Problem details: Whichever lines include the word "compact", copy them as they appear in the data.

_ _ _ _ _

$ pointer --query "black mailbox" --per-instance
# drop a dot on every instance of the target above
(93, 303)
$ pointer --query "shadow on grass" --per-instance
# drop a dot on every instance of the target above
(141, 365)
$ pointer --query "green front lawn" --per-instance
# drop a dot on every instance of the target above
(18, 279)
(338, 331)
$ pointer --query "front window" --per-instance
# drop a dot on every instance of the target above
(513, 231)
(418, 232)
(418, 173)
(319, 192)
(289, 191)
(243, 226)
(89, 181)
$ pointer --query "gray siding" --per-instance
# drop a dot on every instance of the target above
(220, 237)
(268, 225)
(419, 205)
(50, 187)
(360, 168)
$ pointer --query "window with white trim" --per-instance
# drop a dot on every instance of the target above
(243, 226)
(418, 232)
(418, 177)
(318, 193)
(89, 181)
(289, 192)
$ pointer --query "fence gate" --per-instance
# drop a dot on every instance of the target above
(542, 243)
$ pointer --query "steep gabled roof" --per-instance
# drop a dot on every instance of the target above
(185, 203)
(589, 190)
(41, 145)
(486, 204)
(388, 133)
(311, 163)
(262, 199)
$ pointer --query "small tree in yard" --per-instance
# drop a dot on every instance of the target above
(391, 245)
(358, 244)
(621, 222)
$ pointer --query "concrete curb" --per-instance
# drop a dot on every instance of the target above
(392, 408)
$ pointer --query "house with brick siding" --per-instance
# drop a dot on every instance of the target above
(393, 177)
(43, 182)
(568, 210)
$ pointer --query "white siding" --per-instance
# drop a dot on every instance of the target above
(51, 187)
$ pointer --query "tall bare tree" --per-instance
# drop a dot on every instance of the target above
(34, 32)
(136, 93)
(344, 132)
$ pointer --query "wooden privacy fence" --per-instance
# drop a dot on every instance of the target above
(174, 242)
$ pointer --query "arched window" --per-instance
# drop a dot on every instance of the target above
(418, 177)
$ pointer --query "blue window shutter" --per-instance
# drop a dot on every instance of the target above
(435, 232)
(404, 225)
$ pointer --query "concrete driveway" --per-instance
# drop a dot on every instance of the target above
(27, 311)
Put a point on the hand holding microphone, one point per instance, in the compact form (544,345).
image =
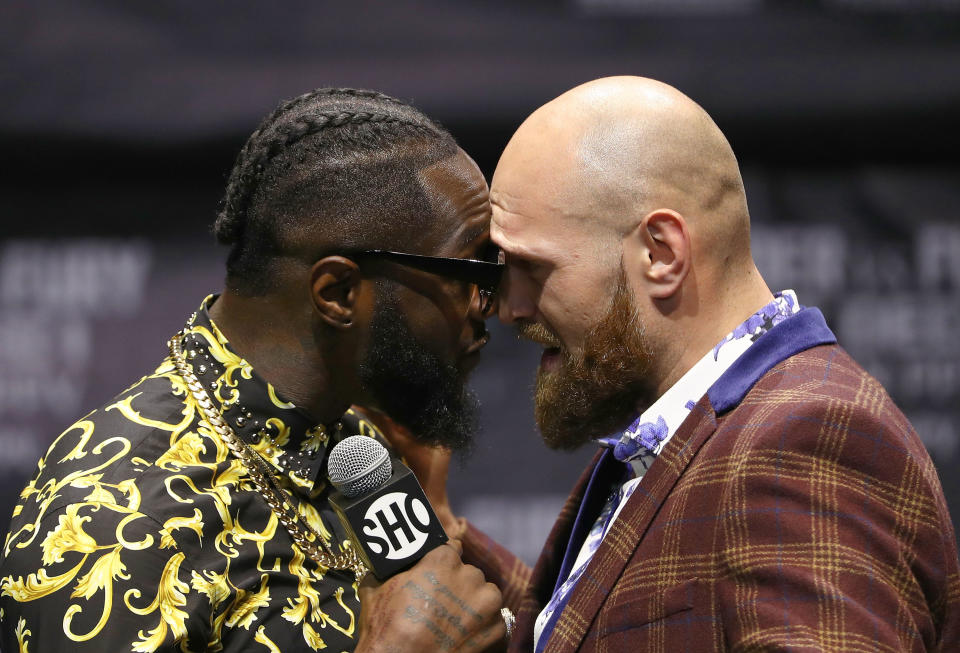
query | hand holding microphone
(429,599)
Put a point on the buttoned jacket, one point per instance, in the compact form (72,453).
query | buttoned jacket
(794,509)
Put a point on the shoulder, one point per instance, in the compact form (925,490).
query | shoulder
(114,457)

_ _ _ _ _

Solution for this exercise:
Put a point on the hand holding microphone, one point per instance, in the compact form (544,345).
Put a point on the buttoned jacket, one point per instance, in the compact form (72,453).
Put a point on the shoulder, one point per instance, in the compact form (925,490).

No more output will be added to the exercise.